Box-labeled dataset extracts
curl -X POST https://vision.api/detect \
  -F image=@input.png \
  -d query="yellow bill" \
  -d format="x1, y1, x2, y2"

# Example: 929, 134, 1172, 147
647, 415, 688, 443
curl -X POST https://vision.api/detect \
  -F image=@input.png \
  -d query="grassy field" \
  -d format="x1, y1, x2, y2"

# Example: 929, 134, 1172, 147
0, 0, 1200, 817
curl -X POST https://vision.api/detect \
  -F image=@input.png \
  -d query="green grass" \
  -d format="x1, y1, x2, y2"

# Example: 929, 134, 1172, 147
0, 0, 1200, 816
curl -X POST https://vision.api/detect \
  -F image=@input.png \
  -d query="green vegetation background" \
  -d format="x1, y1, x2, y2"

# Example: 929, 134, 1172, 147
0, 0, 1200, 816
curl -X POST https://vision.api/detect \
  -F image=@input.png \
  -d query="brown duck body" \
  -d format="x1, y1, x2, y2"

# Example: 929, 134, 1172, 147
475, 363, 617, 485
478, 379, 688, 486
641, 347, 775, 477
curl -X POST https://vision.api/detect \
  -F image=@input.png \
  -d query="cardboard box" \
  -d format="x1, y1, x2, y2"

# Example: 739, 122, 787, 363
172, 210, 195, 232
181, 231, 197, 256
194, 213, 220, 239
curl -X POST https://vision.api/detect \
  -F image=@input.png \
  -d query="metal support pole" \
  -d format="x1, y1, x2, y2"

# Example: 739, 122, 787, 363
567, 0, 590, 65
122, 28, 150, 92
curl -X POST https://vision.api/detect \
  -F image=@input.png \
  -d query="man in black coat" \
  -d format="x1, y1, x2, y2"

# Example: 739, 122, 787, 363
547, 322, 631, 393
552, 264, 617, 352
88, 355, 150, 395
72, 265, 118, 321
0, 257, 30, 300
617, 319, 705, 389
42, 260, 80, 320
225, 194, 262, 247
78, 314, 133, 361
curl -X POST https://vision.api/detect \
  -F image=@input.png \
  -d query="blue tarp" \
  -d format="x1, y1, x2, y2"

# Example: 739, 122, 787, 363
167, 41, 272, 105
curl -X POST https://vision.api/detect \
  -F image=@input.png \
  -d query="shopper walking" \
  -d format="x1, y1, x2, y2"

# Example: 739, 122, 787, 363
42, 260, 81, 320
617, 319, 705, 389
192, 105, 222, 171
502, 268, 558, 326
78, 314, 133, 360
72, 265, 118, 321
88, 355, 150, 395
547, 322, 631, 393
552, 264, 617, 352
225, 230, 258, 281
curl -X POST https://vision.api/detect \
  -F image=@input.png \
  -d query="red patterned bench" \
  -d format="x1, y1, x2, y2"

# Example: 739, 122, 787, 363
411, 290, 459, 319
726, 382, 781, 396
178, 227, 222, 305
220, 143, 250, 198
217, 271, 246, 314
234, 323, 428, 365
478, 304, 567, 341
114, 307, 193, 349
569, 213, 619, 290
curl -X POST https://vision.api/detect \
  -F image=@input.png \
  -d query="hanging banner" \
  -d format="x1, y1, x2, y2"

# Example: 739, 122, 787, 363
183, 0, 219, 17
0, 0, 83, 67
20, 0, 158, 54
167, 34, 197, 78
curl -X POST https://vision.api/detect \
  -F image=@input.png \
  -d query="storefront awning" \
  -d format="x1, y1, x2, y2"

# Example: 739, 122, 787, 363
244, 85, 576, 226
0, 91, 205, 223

▶ **Written request**: Rescale the rows above from the start of the rows through the line holding "641, 347, 775, 477", inclusive, reproducing every line, requests included. Multiply each answer coordinate by 2.55 and round to whole numbers, halves up, leaving the numbers in the requests and their format samples unchanged.

▶ **The result**:
curl -X POST https://vision.api/detect \
  -F image=@input.png \
  -d query="yellow bill" \
  -d format="x1, y1, x2, y2"

# Example: 929, 134, 1172, 147
1650, 1058, 1754, 1130
curl -X POST https://vision.api/detect \
  -F image=@input.png \
  -d query="grassy field" \
  -d format="x1, y1, x2, y2"

# Example: 929, 134, 1172, 147
0, 0, 3060, 2083
curl -X POST https://vision.api/detect \
  -F image=@input.png \
  -d query="green grass" \
  -d format="x1, y1, x2, y2"

# Example: 929, 134, 1172, 147
0, 0, 3060, 2081
curl -X POST https://vision.api/detect \
  -F image=@input.png \
  -d query="green vegetation background" \
  -d format="x1, y1, x2, y2"

# Example: 929, 134, 1172, 147
0, 0, 3060, 2081
curl -X POST https://vision.api/detect \
  -F image=@input.png \
  -d query="brown duck body" \
  -d format="x1, y1, x2, y2"

# Example: 929, 134, 1172, 147
1211, 926, 1573, 1237
1219, 966, 1754, 1239
1635, 885, 1976, 1216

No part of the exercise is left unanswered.